Researchers Identify Molecular Stop Signal in Cell Division Monitoring

Many million cells divide throughout the body every second. During nuclear division (mitosis), the genetic material must be divided correctly and fully amongst daughter cells; faults in this process can result in improper development or genetic diseases, and many cancer cells have an uneven number of chromosomes.

As a result, if problems in the division process are detected, the cell has the ability to stop it. Biologists at the University of Duisburg-Essen were able to understand this mechanism at the molecular level. The findings were reported in the scientific journal Current Biology.

Mitotic spindles arise during cell division, which are small fibers that begin at opposing poles of the cell and attach to the chromosomes, pulling one representative of each sister chromatid into one of the two new cells. A robust monitoring system is in place to avoid mistakes during cell division.

This mechanism transmits a ‘Stop! Don’t divide yet!’ signal to the cell if not all chromosomes are properly linked to the mitotic spindle.

Researchers from the University of Duisburg-Essen (UDE) and colleagues from the Max Planck Institute of Molecular Physiology in Dortmund have gained fresh insights into the surveillance system's basic function. They identified how the initiator of the stop signal, a protein kinase called Mps1, is linked to the chromosomal attachment point and only dislodges after the chromosomes are properly connected to the mitotic spindle.

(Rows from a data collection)

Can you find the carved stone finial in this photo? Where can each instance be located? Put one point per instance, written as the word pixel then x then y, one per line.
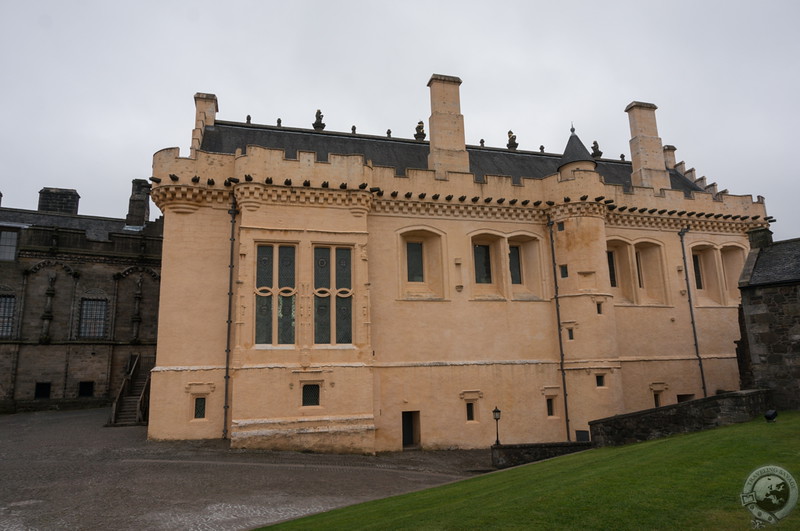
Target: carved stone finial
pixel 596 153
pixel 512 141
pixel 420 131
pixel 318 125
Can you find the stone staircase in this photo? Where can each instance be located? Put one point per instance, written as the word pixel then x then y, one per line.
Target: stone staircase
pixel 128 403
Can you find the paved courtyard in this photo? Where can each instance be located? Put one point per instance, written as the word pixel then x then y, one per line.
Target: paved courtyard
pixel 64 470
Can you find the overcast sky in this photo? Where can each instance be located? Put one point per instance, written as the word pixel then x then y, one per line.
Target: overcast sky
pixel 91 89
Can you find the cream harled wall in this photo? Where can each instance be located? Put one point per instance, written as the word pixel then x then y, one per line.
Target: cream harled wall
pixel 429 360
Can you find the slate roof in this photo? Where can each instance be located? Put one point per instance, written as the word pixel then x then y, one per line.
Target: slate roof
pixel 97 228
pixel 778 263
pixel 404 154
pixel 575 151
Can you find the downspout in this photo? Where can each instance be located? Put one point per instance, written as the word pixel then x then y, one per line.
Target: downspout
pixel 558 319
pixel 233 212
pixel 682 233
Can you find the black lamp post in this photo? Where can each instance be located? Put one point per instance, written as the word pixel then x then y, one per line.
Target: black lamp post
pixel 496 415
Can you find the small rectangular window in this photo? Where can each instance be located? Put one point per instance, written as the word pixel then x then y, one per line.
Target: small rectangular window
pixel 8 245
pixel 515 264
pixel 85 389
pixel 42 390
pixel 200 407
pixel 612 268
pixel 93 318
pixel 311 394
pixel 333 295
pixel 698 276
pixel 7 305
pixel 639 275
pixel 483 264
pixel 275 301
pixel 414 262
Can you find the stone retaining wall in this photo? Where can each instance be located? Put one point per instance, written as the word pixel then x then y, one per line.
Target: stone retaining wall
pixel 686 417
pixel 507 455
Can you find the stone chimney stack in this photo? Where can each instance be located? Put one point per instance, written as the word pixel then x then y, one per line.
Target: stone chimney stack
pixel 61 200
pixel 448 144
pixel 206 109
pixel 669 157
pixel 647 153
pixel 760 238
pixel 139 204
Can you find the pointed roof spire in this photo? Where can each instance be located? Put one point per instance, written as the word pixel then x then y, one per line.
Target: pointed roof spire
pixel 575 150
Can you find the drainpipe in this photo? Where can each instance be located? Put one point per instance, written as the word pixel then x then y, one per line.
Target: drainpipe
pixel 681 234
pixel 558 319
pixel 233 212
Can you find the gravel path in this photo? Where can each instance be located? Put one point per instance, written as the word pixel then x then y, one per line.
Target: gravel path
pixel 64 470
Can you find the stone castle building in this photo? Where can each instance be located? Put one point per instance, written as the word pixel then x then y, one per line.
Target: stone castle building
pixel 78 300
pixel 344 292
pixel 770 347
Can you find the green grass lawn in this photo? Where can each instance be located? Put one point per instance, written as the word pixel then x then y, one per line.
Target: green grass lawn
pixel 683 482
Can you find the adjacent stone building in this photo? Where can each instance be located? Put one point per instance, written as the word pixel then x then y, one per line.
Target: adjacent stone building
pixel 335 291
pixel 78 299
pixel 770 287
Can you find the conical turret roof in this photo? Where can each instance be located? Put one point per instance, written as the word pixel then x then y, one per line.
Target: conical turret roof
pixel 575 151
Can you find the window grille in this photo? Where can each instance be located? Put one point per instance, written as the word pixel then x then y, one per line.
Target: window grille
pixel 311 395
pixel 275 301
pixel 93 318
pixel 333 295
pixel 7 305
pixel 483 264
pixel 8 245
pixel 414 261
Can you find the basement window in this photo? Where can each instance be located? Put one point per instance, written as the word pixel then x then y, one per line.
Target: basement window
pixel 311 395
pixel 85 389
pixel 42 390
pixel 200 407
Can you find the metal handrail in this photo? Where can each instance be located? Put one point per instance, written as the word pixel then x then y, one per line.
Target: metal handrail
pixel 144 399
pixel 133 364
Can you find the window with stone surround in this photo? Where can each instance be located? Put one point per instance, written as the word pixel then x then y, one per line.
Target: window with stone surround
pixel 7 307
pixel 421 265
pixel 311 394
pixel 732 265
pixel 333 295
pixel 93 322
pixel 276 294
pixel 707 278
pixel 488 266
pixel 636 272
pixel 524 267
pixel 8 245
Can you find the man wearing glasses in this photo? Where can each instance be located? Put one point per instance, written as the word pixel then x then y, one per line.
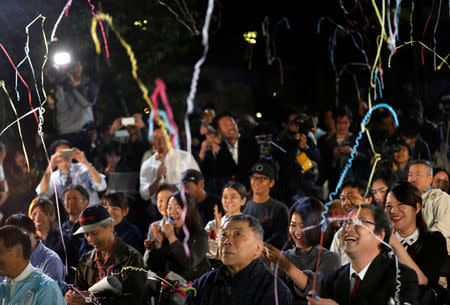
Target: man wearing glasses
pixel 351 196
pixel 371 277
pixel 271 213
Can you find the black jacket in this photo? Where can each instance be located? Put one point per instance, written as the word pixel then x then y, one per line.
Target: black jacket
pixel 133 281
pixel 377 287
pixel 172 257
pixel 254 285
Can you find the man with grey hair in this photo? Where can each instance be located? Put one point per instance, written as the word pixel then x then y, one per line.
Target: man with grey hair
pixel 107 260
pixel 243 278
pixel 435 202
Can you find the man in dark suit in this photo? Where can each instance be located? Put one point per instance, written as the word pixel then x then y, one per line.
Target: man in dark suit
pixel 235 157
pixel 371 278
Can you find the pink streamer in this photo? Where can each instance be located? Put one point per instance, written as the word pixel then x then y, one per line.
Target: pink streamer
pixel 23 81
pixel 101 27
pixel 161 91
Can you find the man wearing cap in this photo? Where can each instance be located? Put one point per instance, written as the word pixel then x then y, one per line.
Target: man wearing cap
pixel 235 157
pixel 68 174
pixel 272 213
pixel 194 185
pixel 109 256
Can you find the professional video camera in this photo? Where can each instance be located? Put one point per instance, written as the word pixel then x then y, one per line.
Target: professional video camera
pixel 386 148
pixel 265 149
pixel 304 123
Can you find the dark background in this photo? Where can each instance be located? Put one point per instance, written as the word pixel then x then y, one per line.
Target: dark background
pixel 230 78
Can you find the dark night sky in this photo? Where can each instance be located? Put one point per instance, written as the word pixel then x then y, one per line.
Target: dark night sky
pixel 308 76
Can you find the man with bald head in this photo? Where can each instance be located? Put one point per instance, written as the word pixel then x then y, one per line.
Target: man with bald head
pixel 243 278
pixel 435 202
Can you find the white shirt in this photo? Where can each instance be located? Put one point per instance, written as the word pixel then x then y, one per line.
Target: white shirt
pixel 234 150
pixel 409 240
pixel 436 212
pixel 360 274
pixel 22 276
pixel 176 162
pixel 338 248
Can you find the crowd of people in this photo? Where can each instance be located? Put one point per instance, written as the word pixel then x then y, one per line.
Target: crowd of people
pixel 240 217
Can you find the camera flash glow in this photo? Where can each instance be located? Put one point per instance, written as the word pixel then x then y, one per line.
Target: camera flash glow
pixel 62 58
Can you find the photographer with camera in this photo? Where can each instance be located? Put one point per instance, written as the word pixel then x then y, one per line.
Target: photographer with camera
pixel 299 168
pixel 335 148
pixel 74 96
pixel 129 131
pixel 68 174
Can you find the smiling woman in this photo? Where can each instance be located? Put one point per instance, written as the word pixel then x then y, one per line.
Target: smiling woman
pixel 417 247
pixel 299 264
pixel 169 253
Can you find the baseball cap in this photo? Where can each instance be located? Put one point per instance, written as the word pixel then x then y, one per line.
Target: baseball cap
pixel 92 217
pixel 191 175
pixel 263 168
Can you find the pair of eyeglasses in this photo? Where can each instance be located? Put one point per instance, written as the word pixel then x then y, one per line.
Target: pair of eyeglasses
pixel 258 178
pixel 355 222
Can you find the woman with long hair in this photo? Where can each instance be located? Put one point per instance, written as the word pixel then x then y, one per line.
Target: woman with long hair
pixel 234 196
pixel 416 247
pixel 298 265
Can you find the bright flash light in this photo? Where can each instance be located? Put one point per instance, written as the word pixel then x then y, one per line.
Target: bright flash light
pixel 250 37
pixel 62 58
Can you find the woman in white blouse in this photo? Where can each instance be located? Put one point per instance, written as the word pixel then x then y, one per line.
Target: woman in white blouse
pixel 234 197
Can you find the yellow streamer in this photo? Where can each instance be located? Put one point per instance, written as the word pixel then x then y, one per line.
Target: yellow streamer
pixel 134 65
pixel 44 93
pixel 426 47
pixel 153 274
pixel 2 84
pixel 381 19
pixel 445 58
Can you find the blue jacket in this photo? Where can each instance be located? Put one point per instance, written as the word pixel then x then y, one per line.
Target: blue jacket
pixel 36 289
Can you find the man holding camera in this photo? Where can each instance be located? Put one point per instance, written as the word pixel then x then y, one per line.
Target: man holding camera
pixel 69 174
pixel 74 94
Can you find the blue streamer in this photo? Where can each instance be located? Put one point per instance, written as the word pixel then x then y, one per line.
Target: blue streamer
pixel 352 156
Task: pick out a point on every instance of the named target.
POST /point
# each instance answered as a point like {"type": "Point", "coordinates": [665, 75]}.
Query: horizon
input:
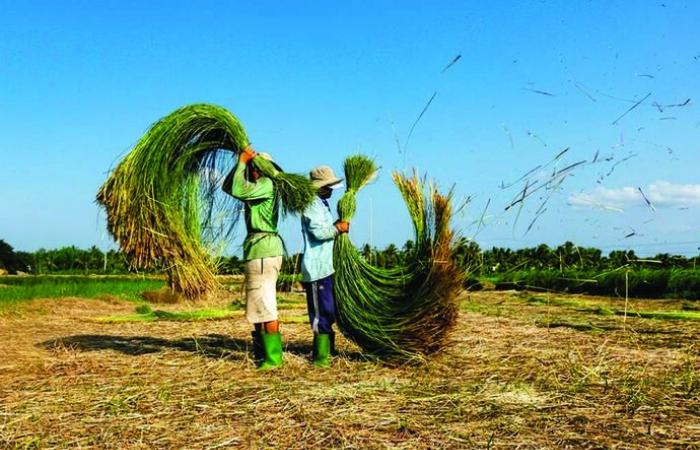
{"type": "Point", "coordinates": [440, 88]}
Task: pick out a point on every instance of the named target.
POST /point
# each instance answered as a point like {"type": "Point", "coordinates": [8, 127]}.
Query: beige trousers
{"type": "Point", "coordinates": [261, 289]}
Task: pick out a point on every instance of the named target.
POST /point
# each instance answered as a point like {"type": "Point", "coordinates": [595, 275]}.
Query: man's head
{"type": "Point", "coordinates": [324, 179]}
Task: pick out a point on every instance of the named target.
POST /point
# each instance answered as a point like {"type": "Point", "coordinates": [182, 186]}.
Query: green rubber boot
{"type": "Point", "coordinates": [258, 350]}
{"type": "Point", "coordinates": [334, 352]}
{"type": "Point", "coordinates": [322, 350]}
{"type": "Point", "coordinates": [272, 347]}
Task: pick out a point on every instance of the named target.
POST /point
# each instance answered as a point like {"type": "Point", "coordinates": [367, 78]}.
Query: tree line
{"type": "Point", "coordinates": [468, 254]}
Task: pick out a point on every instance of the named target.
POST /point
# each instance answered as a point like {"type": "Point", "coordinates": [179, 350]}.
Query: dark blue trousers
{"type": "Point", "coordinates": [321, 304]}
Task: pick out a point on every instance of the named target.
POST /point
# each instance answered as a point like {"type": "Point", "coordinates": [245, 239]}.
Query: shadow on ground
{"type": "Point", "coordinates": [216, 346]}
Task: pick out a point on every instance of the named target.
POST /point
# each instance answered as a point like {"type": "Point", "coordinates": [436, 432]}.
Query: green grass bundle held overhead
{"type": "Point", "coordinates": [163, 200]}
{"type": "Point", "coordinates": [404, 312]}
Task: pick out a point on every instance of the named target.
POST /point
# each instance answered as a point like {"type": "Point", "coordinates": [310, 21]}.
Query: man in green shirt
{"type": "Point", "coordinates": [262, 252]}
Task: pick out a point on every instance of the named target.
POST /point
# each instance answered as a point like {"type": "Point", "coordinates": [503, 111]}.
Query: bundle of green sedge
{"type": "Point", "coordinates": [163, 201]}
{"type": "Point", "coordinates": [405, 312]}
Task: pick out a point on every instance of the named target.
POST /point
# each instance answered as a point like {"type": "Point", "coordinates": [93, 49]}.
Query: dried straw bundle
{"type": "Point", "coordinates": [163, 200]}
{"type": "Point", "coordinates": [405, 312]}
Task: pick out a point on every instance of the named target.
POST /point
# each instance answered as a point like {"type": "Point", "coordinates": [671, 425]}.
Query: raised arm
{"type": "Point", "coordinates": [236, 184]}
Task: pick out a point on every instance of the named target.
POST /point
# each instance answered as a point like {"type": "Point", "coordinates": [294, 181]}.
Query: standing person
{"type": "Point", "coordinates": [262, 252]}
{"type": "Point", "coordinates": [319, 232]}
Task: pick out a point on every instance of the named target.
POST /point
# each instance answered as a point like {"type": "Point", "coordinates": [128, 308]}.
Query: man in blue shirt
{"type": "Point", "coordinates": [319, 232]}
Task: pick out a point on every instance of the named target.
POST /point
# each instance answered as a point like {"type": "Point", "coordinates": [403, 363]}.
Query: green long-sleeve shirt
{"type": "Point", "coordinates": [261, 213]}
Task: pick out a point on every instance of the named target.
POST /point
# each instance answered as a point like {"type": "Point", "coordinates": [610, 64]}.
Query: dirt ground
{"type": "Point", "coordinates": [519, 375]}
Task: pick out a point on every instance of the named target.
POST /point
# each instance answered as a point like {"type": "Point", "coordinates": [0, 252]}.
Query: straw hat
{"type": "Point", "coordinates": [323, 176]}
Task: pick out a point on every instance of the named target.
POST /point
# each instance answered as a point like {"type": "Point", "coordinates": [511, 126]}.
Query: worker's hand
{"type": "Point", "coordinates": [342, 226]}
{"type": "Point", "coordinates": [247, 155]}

Required tasks:
• A. In the article on the cell division stop signal, what is the name of the protein kinase that initiates the stop signal?
• B. Can you extend the article on the cell division stop signal, picking up after its last sentence?
The rows have no connection to the article on the cell division stop signal.

Set of answers:
• A. Mps1

• B.
The study, conducted in the Collaborative Research Centre 1430 Molecular Mechanisms of Cell State Transitions at the UDE, solves long-standing issues concerning the mechanism of the molecular stop signal and how it is turned off.

We were able to establish that Mps1 is involved in other processes of chromosome division in addition to the initiation of the stop signal. In future, the mutants we have established could be used to investigate further aspects that are still poorly understood.”

Richard Pleuger, Study First Author, Molecular Genetics I, University of Duisburg-Essen

Predictions of atomic protein structures and binding surfaces utilizing artificial intelligence (AI) were critical to the project. In the future, AI-inspired, precise tests promise to reveal much more about the mechanics of cell division, such as how defective attachments are identified and fixed.